======== Source records
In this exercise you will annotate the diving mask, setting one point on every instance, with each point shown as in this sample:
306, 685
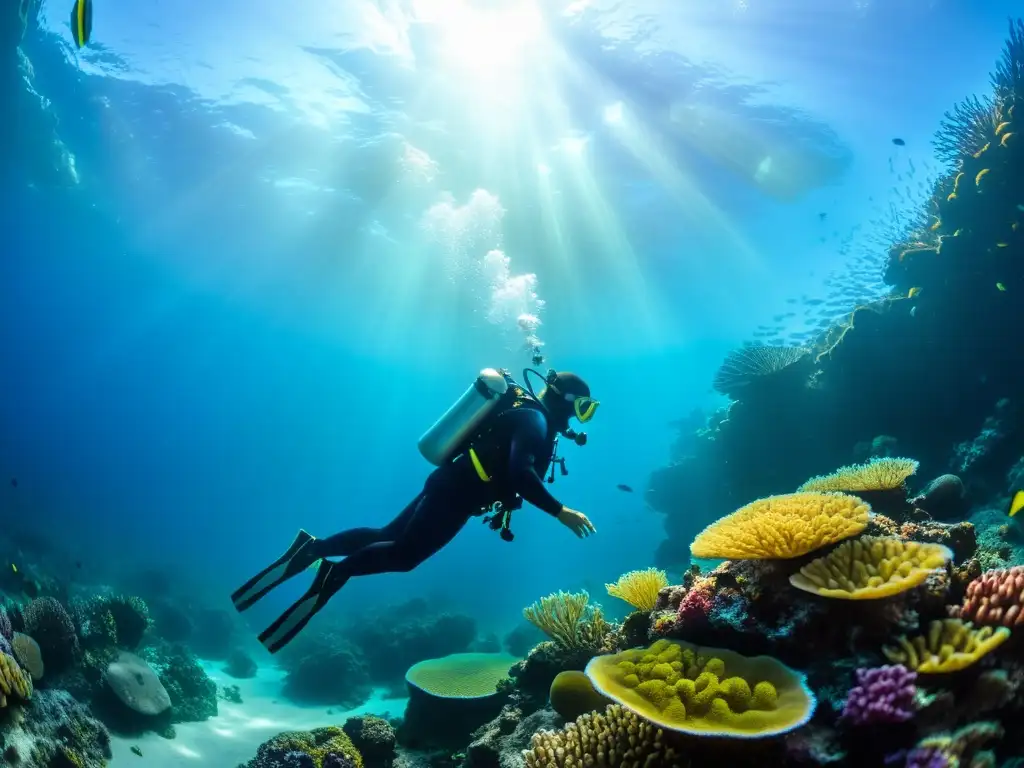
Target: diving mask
583, 407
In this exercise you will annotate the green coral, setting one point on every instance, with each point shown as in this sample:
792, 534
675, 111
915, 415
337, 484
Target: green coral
317, 743
568, 620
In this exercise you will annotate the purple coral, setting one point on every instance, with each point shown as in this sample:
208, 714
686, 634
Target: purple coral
884, 694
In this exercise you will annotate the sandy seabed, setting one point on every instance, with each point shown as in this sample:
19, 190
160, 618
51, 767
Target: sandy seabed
232, 737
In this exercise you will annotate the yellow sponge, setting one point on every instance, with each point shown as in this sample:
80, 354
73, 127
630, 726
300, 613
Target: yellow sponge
705, 691
870, 567
782, 526
13, 680
950, 645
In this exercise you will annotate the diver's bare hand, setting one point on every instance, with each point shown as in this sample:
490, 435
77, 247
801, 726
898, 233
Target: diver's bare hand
578, 522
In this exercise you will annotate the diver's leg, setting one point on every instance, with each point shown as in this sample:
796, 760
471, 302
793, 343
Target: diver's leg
352, 540
296, 559
434, 522
306, 550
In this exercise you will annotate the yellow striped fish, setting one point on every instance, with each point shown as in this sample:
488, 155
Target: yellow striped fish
81, 22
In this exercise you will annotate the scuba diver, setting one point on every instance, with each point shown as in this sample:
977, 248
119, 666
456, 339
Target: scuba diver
492, 449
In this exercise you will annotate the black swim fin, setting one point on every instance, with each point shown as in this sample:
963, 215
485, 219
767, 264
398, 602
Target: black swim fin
329, 580
297, 558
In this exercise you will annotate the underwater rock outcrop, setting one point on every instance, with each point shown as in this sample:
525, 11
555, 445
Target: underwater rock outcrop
929, 366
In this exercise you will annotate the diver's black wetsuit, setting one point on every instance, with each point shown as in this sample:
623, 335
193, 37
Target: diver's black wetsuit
451, 496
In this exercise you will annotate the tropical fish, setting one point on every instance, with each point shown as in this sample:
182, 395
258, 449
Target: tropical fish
81, 22
1016, 504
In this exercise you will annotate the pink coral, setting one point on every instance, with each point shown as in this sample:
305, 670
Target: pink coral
696, 605
884, 694
996, 597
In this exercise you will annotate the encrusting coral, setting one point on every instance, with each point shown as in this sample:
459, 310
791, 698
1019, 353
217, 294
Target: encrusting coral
568, 620
639, 588
782, 526
996, 597
705, 691
950, 645
612, 739
871, 567
883, 473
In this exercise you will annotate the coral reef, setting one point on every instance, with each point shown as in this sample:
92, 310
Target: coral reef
884, 694
321, 748
782, 526
707, 691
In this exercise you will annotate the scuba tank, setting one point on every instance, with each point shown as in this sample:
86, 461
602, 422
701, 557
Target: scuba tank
459, 422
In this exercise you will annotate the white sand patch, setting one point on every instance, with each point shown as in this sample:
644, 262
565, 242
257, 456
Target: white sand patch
232, 736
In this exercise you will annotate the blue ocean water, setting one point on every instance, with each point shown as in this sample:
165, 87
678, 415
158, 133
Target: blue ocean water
235, 323
254, 250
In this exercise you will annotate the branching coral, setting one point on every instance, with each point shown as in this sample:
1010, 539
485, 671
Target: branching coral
996, 597
639, 588
705, 691
568, 620
950, 645
13, 680
782, 526
28, 653
885, 694
616, 737
871, 567
883, 473
749, 365
47, 621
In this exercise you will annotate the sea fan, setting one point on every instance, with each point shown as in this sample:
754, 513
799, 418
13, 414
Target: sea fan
752, 364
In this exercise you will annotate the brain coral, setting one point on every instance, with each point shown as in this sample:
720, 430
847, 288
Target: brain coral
13, 680
870, 567
705, 691
613, 739
883, 473
995, 597
950, 645
461, 675
782, 526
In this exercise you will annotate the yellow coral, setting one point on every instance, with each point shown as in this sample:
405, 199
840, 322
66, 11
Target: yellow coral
714, 695
884, 473
13, 680
572, 694
616, 737
782, 526
568, 620
28, 653
870, 567
639, 588
950, 645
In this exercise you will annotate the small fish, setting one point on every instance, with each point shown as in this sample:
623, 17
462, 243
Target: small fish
81, 22
1016, 504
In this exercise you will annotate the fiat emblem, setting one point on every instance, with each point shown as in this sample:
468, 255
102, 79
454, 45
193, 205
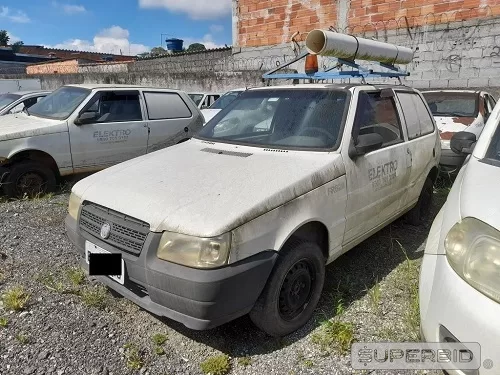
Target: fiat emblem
105, 230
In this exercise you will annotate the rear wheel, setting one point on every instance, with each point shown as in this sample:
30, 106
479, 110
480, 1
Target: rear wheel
418, 214
29, 178
293, 290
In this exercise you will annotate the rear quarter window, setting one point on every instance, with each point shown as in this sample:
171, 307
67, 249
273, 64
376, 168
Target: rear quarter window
166, 105
418, 119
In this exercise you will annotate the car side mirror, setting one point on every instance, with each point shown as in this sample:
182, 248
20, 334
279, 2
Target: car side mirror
366, 143
86, 118
463, 142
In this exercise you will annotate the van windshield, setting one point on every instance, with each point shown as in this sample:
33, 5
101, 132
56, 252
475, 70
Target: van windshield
60, 104
284, 118
225, 100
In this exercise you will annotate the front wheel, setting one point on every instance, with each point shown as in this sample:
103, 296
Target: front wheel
29, 178
293, 290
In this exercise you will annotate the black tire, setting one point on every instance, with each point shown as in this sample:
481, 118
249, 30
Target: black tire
30, 178
292, 291
418, 214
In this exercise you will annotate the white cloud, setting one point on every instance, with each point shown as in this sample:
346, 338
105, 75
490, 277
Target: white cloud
14, 16
110, 40
216, 28
13, 38
207, 40
196, 9
69, 8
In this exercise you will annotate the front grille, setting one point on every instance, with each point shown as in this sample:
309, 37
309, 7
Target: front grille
127, 234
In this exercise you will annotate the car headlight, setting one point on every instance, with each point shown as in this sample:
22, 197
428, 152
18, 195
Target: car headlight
194, 251
473, 251
74, 205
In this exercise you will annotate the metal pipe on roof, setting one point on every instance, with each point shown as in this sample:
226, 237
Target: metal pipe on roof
350, 47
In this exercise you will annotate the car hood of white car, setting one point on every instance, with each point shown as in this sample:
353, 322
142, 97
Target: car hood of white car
21, 125
206, 189
479, 195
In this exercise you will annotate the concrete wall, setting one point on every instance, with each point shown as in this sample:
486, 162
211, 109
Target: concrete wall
203, 81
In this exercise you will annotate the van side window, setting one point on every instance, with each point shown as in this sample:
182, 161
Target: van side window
115, 107
166, 105
418, 119
378, 115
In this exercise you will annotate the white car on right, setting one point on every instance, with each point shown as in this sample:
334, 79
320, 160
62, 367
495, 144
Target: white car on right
460, 273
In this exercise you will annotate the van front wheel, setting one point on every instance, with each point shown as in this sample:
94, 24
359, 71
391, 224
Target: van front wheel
293, 290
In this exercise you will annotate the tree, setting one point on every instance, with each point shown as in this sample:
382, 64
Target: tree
4, 38
195, 47
17, 46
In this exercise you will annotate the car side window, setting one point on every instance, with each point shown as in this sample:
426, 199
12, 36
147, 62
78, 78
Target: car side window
166, 105
418, 119
114, 106
18, 108
376, 114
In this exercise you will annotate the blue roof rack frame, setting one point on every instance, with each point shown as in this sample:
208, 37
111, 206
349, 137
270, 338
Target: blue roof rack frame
336, 72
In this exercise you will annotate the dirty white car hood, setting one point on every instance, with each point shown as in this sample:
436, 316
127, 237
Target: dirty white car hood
208, 113
479, 192
186, 190
22, 125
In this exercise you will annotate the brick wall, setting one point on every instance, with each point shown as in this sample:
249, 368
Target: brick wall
271, 22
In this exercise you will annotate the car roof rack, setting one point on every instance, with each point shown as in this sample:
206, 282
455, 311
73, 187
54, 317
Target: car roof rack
336, 72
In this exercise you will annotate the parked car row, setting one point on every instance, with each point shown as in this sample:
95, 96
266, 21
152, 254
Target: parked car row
264, 189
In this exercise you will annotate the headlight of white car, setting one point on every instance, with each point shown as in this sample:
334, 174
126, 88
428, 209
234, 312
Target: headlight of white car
473, 251
74, 205
194, 251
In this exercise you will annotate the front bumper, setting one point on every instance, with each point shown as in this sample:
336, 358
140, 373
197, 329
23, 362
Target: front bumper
451, 161
199, 299
452, 310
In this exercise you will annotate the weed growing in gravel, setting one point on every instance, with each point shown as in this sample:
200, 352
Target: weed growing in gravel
15, 298
334, 335
159, 350
76, 275
133, 357
374, 294
22, 339
94, 296
218, 365
245, 361
159, 339
51, 282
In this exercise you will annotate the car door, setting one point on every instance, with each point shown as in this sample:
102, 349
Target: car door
376, 181
169, 119
422, 141
110, 129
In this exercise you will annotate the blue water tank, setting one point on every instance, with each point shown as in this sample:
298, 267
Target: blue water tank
174, 44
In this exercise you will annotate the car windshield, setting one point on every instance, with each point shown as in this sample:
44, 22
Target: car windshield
452, 104
196, 98
284, 118
60, 104
225, 100
6, 99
================
▸ Prompt: Return exactly the lines of the data, and only those, from the line with "In this exercise you will annotate the headlight" through the last line, inclusive.

▸ Response for this exercise:
In this exercise you will annotate the headlight of white car, setting one point on every instance, with each point shown as in this sample:
334, 174
126, 88
428, 209
234, 312
Target: headlight of white car
473, 251
74, 205
194, 251
In this exercise you will annotate the front bumper, setting one point on every instance, with each point shown as in this sample:
336, 358
140, 373
197, 329
23, 362
Target: front bumper
451, 161
199, 299
452, 310
In this exercise you will annotate the weed growing in gravel, setting one point on every instance, with each point shown as in this sample:
200, 352
Target: weed growing in gravel
15, 298
334, 335
159, 350
76, 275
133, 357
374, 294
22, 339
94, 296
218, 365
245, 361
159, 339
51, 282
In this exercise you will annotate the car door, setting one point on every instance, with each point shown as in this sample:
102, 349
Target: car door
376, 181
169, 119
422, 141
110, 129
In this exercise you will annotate the blue water tank, setting one point on every instance, with each point shown as in this sample:
298, 267
Target: blue water tank
174, 44
In this exercise you will annotate the car windshield, setting one point on every instance, with each point shown as in this sample:
44, 22
Target: car windshield
452, 104
196, 98
284, 118
60, 104
225, 100
6, 99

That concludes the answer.